(Excerto da fonte)
----
A AT usou discricionariamente um critério sem o fundamentar (como adiante veremos tal foi expressamente reconhecido pela Exma. Senhora Inspetora Tributária), enfermando a sua análise de graves contradições técnicas quanto a fatores de comparabilidade, e, como ainda se verá, o valor económico que usa não faz qualquer sentido no caso em apreço.
Uma razão adicional milita em favor de um atuação mais ponderada da Requerida, que não a imediata correção para mediana, em face de diferenças de volume de negócios e emprego. É que, com as Guidelines bem reconhecem, (cf. § 3.38 que a seguir se transcreve em nota) a obtenção de comparáveis absolutamente similares é, em especial num caso como o presente, muito difícil, se não impossível, por falta de entidades independentes comparáveis. Isso leva, como se refere no dito § 3.38, a incluir entidades que, ao alargarem o campo de escolha desses comparáveis podem diminuir a similaridade com a empresa sob inspeção, mas é algo de inescapável. Adicionalmente, o § 3.43, usado pela AT como fundamento dos elementos a tomar em conta nas fragilidades, termina, depois de elencar cinco possíveis critérios de escolha, com a seguinte afirmação: The choice and application of selection criteria depends on the facts and circumstances of each particular case and the above list is neither limitative nor prescriptive.”
----
(Informação fornecida)
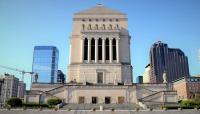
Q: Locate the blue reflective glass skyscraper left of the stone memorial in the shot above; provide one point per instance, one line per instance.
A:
(45, 63)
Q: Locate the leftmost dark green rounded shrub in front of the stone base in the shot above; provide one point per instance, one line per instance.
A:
(14, 102)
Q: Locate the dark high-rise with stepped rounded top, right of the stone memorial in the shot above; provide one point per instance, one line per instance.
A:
(171, 60)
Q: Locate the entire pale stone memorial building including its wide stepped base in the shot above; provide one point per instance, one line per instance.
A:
(100, 70)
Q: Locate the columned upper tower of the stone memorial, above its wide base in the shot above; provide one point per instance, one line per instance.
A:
(100, 47)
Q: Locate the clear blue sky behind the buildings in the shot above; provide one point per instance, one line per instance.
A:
(26, 23)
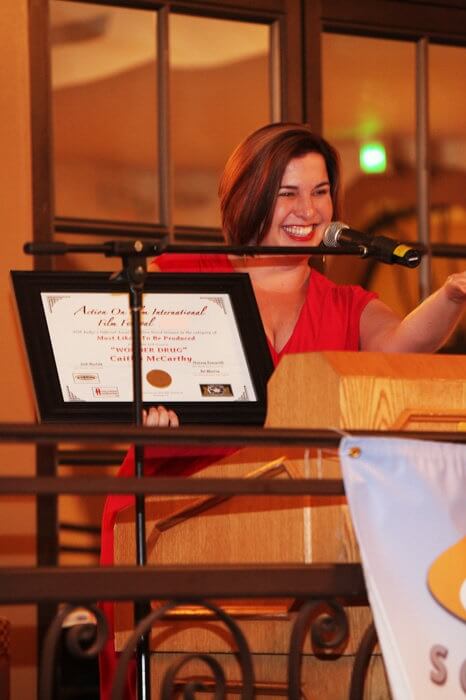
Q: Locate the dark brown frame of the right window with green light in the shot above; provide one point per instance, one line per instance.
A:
(422, 22)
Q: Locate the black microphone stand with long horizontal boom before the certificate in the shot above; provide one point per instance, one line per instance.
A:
(134, 256)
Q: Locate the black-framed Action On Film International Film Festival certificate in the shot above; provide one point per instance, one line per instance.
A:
(204, 351)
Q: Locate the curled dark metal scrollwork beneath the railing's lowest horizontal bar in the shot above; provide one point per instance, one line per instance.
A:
(325, 620)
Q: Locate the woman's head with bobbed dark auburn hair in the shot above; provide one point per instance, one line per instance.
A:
(285, 161)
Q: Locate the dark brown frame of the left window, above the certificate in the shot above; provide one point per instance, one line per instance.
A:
(283, 16)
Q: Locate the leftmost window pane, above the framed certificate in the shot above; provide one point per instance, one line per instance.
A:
(104, 97)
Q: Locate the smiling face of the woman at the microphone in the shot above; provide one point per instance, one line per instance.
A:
(303, 207)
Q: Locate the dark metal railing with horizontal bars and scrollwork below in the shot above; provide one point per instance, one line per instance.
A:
(318, 585)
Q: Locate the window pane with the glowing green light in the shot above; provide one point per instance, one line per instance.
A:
(369, 115)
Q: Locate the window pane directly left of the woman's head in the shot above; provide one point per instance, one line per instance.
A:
(220, 91)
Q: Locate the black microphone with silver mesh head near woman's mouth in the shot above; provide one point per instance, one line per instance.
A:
(385, 249)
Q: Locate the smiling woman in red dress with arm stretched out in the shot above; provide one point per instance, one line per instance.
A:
(281, 187)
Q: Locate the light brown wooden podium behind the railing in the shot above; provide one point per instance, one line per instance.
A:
(337, 390)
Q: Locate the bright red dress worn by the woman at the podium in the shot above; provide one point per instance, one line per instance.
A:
(329, 320)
----
(Trabalho a realizar)
Responda às seguintes perguntas com base no excerto da fonte.
1. Quem reconheceu expressamente que a AT usou um critério sem o fundamentar?
2. Segundo o § 3.38, o que torna muito difícil obter comparáveis absolutamente similares?
3. Quantos possíveis critérios de escolha são elencados no § 3.43?

(Exercício resolvido)
1. A Exma. Senhora Inspetora Tributária.
2. A falta de entidades independentes comparáveis.
3. Cinco.